- **Task item**
Write out the listing below again, precisely as it is given.

- **Entries supplied**
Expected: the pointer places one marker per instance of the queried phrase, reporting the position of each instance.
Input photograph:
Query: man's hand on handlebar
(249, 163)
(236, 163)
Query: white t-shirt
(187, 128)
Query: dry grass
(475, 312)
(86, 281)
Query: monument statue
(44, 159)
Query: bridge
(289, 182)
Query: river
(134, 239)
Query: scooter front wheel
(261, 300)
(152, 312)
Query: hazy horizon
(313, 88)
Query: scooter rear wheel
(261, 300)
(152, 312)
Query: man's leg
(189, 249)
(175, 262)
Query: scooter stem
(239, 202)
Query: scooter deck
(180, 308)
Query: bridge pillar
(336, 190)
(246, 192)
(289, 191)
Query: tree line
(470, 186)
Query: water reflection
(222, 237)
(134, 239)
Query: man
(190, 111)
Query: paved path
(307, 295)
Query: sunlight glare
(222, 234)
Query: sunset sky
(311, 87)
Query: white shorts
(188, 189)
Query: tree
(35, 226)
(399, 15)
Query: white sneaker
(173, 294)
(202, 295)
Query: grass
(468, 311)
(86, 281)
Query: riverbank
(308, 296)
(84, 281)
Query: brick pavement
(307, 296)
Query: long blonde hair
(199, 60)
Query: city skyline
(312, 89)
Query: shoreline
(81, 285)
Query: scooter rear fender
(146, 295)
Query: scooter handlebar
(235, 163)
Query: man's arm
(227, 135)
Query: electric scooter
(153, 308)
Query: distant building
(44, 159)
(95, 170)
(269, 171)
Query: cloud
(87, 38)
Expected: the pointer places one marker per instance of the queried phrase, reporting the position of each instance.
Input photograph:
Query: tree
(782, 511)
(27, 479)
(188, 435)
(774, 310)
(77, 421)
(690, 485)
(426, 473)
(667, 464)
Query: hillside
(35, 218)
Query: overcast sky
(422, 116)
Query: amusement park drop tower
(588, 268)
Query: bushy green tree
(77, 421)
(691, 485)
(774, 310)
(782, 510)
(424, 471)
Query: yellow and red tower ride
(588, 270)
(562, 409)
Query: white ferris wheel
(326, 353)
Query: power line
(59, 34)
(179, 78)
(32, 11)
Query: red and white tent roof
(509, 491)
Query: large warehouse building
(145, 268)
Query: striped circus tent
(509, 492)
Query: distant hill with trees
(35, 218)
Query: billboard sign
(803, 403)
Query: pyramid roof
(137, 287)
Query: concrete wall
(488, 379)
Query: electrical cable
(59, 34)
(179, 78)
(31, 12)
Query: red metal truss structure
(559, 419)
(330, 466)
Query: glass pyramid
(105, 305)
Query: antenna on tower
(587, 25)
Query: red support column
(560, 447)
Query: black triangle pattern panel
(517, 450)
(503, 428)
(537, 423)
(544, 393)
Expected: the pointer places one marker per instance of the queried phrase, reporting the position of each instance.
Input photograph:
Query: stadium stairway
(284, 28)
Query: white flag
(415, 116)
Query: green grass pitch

- **Response box**
Expected: the pointer places one marker per instance of the queried phrase, reporting the position of each instance.
Input photograph:
Query: man's hand on handlebar
(249, 163)
(236, 163)
Query: white t-shirt
(187, 128)
Query: dry grass
(475, 312)
(86, 281)
Query: monument statue
(44, 159)
Query: bridge
(289, 182)
Query: river
(134, 239)
Query: scooter front wheel
(261, 300)
(152, 312)
Query: hazy horizon
(313, 88)
Query: scooter rear wheel
(261, 300)
(152, 312)
Query: man's leg
(189, 249)
(175, 262)
Query: scooter stem
(239, 202)
Query: scooter deck
(180, 308)
Query: bridge pillar
(336, 190)
(246, 192)
(289, 191)
Query: tree line
(470, 186)
Query: water reflection
(222, 237)
(134, 239)
Query: man
(190, 111)
Query: paved path
(307, 295)
Query: sunlight glare
(222, 234)
Query: sunset sky
(311, 87)
Query: white shorts
(188, 189)
Query: tree
(35, 226)
(399, 15)
Query: white sneaker
(173, 294)
(202, 295)
Query: grass
(468, 311)
(86, 281)
Query: riverbank
(308, 296)
(84, 281)
Query: brick pavement
(307, 296)
Query: long blonde hair
(199, 60)
Query: city skyline
(312, 89)
Query: shoreline
(81, 285)
Query: scooter rear fender
(146, 295)
Query: scooter handlebar
(235, 163)
Query: man's arm
(227, 135)
Query: electric scooter
(153, 308)
Query: distant building
(44, 159)
(95, 170)
(269, 171)
Query: cloud
(87, 38)
Expected: the pointer places one marker per instance of the queried phrase, reporting the position of each instance.
Input photograph:
Query: tree
(782, 511)
(27, 479)
(188, 435)
(774, 310)
(77, 421)
(690, 485)
(426, 473)
(667, 464)
Query: hillside
(35, 218)
Query: overcast sky
(422, 116)
Query: amusement park drop tower
(588, 268)
Query: bushy green tree
(77, 421)
(691, 485)
(774, 310)
(782, 510)
(424, 471)
Query: yellow and red tower ride
(588, 270)
(562, 409)
Query: white ferris wheel
(326, 353)
Query: power line
(59, 34)
(179, 78)
(32, 11)
Query: red and white tent roof
(509, 491)
Query: large warehouse building
(145, 268)
Query: striped circus tent
(509, 492)
Query: distant hill with trees
(35, 218)
Query: billboard sign
(803, 403)
Query: pyramid roof
(137, 287)
Query: concrete wall
(488, 379)
Query: electrical cable
(59, 34)
(179, 78)
(31, 12)
Query: red metal truss structure
(559, 419)
(330, 466)
Query: glass pyramid
(105, 305)
Query: antenna on tower
(587, 25)
Query: red support column
(560, 447)
Query: black triangle pattern panel
(517, 450)
(503, 428)
(537, 423)
(544, 393)
Expected: the pointer places one marker per instance of the queried phrase, reporting the position of each instance.
Input photograph:
Query: stadium stairway
(284, 28)
Query: white flag
(415, 116)
Query: green grass pitch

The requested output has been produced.